## Task to complete
Return every record below exactly as written, omitting any pictures.

## The data
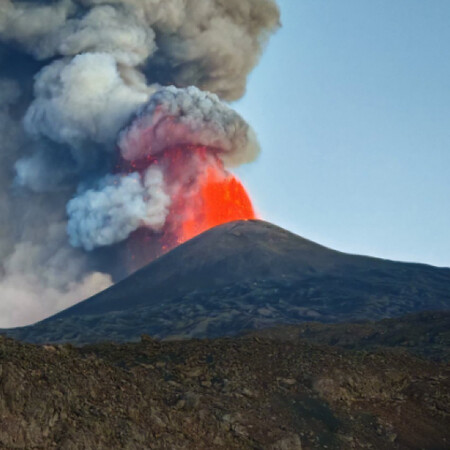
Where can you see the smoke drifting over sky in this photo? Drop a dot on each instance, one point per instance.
(84, 83)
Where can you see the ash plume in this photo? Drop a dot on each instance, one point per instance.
(87, 86)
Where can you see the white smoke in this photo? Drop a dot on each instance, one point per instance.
(117, 206)
(72, 74)
(81, 101)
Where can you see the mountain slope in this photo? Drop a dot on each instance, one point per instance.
(247, 275)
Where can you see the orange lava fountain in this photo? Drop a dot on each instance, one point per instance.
(203, 195)
(221, 198)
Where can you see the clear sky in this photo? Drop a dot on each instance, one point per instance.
(351, 103)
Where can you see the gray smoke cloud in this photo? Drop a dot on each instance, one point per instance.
(116, 207)
(74, 76)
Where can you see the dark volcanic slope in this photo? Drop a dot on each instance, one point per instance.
(247, 275)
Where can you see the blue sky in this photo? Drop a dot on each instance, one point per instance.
(351, 103)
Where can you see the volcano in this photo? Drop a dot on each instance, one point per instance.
(246, 275)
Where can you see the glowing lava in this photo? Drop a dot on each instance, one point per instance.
(207, 196)
(221, 198)
(203, 195)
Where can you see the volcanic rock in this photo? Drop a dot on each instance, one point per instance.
(250, 392)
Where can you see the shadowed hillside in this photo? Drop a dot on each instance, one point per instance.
(241, 276)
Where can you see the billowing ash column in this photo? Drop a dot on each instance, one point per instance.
(112, 121)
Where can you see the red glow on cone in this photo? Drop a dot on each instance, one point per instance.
(203, 195)
(221, 198)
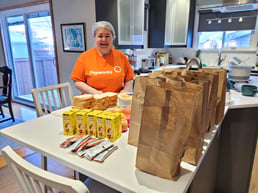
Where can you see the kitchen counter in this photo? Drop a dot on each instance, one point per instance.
(226, 165)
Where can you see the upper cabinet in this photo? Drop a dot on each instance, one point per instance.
(177, 19)
(130, 22)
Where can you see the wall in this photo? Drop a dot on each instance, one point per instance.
(75, 11)
(67, 11)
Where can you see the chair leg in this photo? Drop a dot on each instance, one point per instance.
(1, 111)
(11, 110)
(43, 162)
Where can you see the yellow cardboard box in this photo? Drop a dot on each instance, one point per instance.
(69, 126)
(92, 122)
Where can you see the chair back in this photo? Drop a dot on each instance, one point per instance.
(51, 98)
(36, 180)
(6, 81)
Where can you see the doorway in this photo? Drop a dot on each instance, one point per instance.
(29, 49)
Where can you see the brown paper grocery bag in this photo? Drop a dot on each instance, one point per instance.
(167, 119)
(221, 93)
(136, 107)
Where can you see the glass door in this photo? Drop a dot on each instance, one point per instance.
(29, 48)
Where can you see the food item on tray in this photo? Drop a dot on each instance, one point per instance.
(83, 101)
(112, 99)
(124, 100)
(97, 102)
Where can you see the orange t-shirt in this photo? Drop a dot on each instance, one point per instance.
(105, 73)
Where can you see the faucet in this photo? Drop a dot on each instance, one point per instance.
(194, 60)
(220, 60)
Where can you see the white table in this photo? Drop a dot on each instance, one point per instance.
(44, 135)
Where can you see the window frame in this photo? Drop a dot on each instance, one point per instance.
(253, 39)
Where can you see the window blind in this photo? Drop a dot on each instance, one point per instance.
(209, 21)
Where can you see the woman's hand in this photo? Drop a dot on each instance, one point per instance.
(86, 89)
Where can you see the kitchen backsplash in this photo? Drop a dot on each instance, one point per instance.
(210, 58)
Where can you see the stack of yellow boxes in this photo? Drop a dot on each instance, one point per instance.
(101, 124)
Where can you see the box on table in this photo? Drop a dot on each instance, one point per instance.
(81, 121)
(92, 122)
(69, 126)
(112, 125)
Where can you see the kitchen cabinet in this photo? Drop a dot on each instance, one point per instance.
(130, 22)
(127, 18)
(177, 19)
(227, 165)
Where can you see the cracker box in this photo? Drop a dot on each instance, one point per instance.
(101, 132)
(118, 119)
(81, 121)
(111, 124)
(92, 122)
(69, 122)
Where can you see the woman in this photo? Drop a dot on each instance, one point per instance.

## Task answer
Where can you see the smoke drifting over sky in this photo? Drop a dot on each instance, one point per instance.
(84, 83)
Where can you see the ash plume in this photo? Drop a dot on each instance, one point per instance.
(87, 86)
Where can you see the white smoke in this photo? Drop a dot on each instance, one point per instance.
(117, 206)
(72, 74)
(81, 101)
Where can you see the mountain slope in this photo? Drop a dot on each instance, one point per instance.
(247, 275)
Where can you see the orange lava fountain in this photo? Drop a dot on each instance, one point per instance.
(203, 195)
(221, 198)
Where can you see the clear sky in this photo? Drop a dot on each instance, one point per instance.
(351, 103)
Where can you see the gray smoke cloud in this photo? Drop a dot on each instance, one point per instance.
(116, 207)
(74, 76)
Where can you see the dark volcanic slope in this photo? Drop a dot on each instance, one point per instance.
(247, 275)
Where can you see the blue sky in this photo? Drop a dot on each instance, one point per instance.
(351, 103)
Where can you see the volcano in this photo? Drop a dot on each instance, one point per instance.
(246, 275)
Where can you see the glowing lava in this photo? Drop a dot on each instance, one point per instance.
(207, 196)
(221, 198)
(203, 195)
Where can you see the volcanic rock in this photo? Drop a dot on each instance, one point per instance.
(250, 392)
Where can you see the shadowed hillside in this photo? Drop a dot on each instance, one point per instance.
(241, 276)
Where can you see the billowing ash column in this photo? Drop a dot on each instance, one point per instance.
(112, 121)
Where can you see the red glow on cone in this photo? Drop a dot on each instance, one point per instance.
(203, 195)
(221, 198)
Where can you see the kitchen counter in this photo? Drop a dot on each instance, one point per instance.
(226, 165)
Where can you see the upper cabinet in this photo? Drop a dot on each instance, one point per instance.
(177, 19)
(130, 22)
Where can you see the wall in this photo? Drop a dot on each instance, one point per instance.
(75, 11)
(67, 11)
Where can you see the chair leg in this photo? Drop a dot on each instance, one point per instance.
(1, 111)
(11, 110)
(43, 162)
Where can you see the yellow cardboard box in this photo? Drop a dot on each instance, one point per instance.
(69, 126)
(92, 122)
Where can you see the chair back in this photo? Drop a dot on each instance, one point per instance.
(51, 98)
(36, 180)
(6, 81)
Where can you see the doorway in this photo? Drop a dot on each instance, one point per instance.
(29, 49)
Where can you see the brown paper grocery bag in this photo? Drop a dot on each instance, one point per instance.
(167, 119)
(221, 93)
(136, 107)
Where can you see the glass door in this photo? Drop a dot on each instance, one point per instance.
(29, 48)
Where can you see the food item on tray in this photo? Drop a dot on each instance, one point per instance.
(83, 101)
(112, 99)
(124, 100)
(97, 102)
Where can you see the orange t-shirt in this photo? Drop a dot on each instance, one point per instance.
(105, 73)
Where can you see the faucet in this photo? Drop a dot on each instance, one point per instance.
(194, 60)
(220, 60)
Where can you see the white table in this photo? Drop a dot on each instance, one point per instance.
(44, 135)
Where can you see the window frame in this photo? Drop a dot on each instance, one point per instance.
(253, 39)
Where can you see the window blind in this photo? Drop a dot on each instance, one point per instance.
(209, 21)
Where can you see the woman's hand in this photo? Drop a dot on each instance, one point per instance.
(86, 89)
Where can you see the kitchen backsplash in this photo? Drop a dot on each instance, one point per instance.
(210, 58)
Where can you see the stack of yellow boxes in this photo? Drop a dot on each instance, one point per instance.
(101, 124)
Where can you see the box on table in this photo? Drop a dot on each instance, one point per instance.
(81, 121)
(92, 122)
(69, 126)
(112, 125)
Where can you see the kitchen cabinet in this photo? Drop a dot on each instance, one point per instance.
(130, 22)
(127, 18)
(177, 19)
(227, 165)
Where can you see the cracker box in this photo? Drop a dot on each instance, one point per instance.
(101, 132)
(118, 119)
(81, 121)
(111, 124)
(92, 122)
(69, 122)
Where can you see the woman in this photo? Drop a dot on each instance, one point per instance.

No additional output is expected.